• _Required task_:
Swap "marker" for "dot" throughout the rows below and give them back with nothing else altered.

• _Entries supplied_:
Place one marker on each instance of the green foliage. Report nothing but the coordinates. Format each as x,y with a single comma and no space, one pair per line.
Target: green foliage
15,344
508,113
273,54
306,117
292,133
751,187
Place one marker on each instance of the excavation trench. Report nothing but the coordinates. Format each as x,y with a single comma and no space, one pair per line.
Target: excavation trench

• _Worked answer_:
Place one dot on each instance of the green foliage. Report nothing but the coordinates. Format each as x,y with a single comma and no space, one pair per line.
Target: green foliage
15,344
508,113
273,54
306,117
292,133
751,187
Place one dot on each instance of the excavation trench. Report nothing but the coordinates. Format each as x,y with a single comma and no space, one pair per line.
Target: excavation trench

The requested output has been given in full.